§ EXERCISE PROMPT: List every line of the material that contains the string "target".

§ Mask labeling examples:
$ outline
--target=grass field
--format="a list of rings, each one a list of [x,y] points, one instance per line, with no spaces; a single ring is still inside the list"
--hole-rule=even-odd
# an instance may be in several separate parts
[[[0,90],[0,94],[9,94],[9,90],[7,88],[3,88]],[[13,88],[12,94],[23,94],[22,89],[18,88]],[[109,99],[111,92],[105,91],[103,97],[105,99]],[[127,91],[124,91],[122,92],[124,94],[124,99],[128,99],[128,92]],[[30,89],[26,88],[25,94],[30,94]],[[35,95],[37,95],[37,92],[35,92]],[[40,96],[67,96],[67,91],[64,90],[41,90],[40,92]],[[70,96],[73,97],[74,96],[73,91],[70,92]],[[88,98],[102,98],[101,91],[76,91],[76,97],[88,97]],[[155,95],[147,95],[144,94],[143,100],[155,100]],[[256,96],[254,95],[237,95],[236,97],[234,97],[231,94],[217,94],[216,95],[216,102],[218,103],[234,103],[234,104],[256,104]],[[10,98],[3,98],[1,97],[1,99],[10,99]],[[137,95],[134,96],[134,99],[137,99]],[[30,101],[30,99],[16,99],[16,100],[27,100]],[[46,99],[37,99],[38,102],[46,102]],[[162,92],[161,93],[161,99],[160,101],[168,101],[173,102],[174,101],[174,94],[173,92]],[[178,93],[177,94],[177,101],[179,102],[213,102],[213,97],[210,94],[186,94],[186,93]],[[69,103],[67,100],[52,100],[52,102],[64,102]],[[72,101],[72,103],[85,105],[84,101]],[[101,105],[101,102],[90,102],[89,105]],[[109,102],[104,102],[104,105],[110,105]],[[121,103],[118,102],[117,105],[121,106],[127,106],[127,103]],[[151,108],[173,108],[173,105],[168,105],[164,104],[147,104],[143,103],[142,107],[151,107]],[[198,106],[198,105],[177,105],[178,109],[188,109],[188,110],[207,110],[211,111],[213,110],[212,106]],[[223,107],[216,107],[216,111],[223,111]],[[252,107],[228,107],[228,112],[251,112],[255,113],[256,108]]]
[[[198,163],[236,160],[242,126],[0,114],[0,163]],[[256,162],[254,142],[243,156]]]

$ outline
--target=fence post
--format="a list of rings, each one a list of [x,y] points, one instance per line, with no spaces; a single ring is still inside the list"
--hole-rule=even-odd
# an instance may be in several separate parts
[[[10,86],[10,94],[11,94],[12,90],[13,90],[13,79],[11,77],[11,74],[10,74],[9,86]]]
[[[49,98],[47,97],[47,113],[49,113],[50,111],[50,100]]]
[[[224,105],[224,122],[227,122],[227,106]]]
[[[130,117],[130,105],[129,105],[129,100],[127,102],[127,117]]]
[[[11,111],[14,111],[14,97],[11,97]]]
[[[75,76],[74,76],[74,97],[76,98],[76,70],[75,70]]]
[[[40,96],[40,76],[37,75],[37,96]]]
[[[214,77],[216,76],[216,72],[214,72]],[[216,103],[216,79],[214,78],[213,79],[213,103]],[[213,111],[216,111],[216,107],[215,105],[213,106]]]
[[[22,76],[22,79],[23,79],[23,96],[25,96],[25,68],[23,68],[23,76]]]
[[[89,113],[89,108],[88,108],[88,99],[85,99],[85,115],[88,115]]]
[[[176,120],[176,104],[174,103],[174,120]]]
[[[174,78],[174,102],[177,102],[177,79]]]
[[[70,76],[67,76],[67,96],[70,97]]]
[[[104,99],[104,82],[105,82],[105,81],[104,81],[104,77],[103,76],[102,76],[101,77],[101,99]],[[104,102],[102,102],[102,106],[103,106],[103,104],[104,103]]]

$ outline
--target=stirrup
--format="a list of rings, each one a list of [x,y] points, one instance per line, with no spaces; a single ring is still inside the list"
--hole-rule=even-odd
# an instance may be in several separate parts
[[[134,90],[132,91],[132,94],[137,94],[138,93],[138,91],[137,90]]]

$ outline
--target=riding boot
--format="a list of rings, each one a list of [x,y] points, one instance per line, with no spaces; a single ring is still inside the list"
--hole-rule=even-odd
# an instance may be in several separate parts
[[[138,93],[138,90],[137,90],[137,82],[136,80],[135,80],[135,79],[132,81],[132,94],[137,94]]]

§ PROBLEM SOLUTION:
--target=grass field
--target=fence post
--target=stirrup
--target=riding boot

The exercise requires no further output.